● Assigned task A:
In the essay about Julian, rewrite the passage that begins with "Thinking back on" and ends after "honor of Julian.", putting "10K" in place of "5K".
● Assigned task B:
Pick up the essay about Julian after its final sentence and keep writing.

When specific memories of Julian pop into my head, they usually make me smile. Sometimes they remind me of not just the memory itself, but who he was as a person. And every once in a while, something triggers a memory that not only makes me smile and remember the person he was, they teach me something about myself today.
One of those memories, of all things to be one of those memories, is of his potty-training process. I’d heard (or maybe just hoped) that the second child is usually easier to potty train than the first child, because he’d be motivated to be a “big boy” like his brother. As we began the process with Julian, I thought back on how it went with his big brother, three years earlier.
I remembered how my husband and I had to bribe Oscar by giving him rewards during and after he used the potty. We were weaning him off his pacifier at the time, so that became the most successful bribe — Oscar could have his pacifier in bed and on the potty, but nowhere else. (Admittedly this arrangement was wrought with mixed messages, but it worked, so we went with it.)
So, that’s the approach we took with Julian. We offered him bribes, and parental peer pressure. ”Oscar uses the potty! Don’t you want to be just like Oscar? He’s such a big boy! Don’t you want to be a big boy like Oscar?!?!”
Turned out, Julian couldn’t be bribed. He also wasn’t falling for the parental peer pressure nonsense. “No, Mommy.” he said one day, as I was attempting to get him to try the potty. (Just try! Don’t you want to be a big boy?)
“No Mommy, I don’t want to be big. I want to be little.”
And then he walked out of the bathroom. There would be no compromise. He understood his options, and he made his choice: Little.
As a person who has spent most of her life being goal-driven, I was perplexed by this. He just didn’t want to move on to the next milestone in his growing-up process. And he wasn’t giving me any excuses or explanations, either.
Thinking back on this today, not only can I smile at the memory, I can be inspired by him. Over the past few months I have been on a bit of a growing-up process myself. In some areas of my life, I’ve been working hard to un-goal myself. In other areas of my life, I’ve been trying to set new types of goals for things I’ve never done before.
One of the things I’ve never done before is run a 5K. So about 3 months ago, I decided I’d run in the “Time to Fly” for the Children’s Cancer Research Fund. We have a team that runs (and walks) in memory of Julian — “Joggers for Julian.” I figured, what better motivation could there be? I’d do something I’ve never done, and I’d do it in honor of Julian.
I registered for the run, told my friends and family my plan, and started a training program. At first, the training went fine. Then, not so fine. Then, I started getting really stressed about it. But I continued to slog my way through the training program, because I said I was going to do it (dammit!).

● Dataset extract:

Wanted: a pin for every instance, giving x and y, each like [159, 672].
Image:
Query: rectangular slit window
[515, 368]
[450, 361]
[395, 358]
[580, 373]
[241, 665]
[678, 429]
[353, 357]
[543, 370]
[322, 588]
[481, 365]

● Answer A:
Thinking back on this today, not only can I smile at the memory, I can be inspired by him. Over the past few months I have been on a bit of a growing-up process myself. In some areas of my life, I’ve been working hard to un-goal myself. In other areas of my life, I’ve been trying to set new types of goals for things I’ve never done before.
One of the things I’ve never done before is run a 10K. So about 3 months ago, I decided I’d run in the “Time to Fly” for the Children’s Cancer Research Fund. We have a team that runs (and walks) in memory of Julian — “Joggers for Julian.” I figured, what better motivation could there be? I’d do something I’ve never done, and I’d do it in honor of Julian.

● Answer B:
So much of my life has been spent as a goal-driven non-quitter, it literally didn’t occur to me to NOT run the 5K. Until I remembered the story about Julian’s potty-training. I suddenly became very inspired by the “I want to be little” part. This was a significant epiphany for me, because I have spent most of my life moving forward to the next milestone, the next goal, the next “big.”
Most of the time, I forget that “little” is an option. But Julian didn’t forget that. He knew what his options were, and he knew himself. He was resolute and uninfluenced by bribery or peer pressure. He understood that he was supposed to want to be big, and he probably recognized that big-ness was inevitable. But not yet. Not that day.
So, I let go of the running goal. I decided I no longer wanted to be “big” and run the 5K. I wanted to be “little” and just plan to walk the 5K with my friends and family. In the past, I would have been very critical of myself for making this choice. Today, I smile and think of Julian. I’ll be thinking of him every step of the way on my 5K *walk* this coming Saturday.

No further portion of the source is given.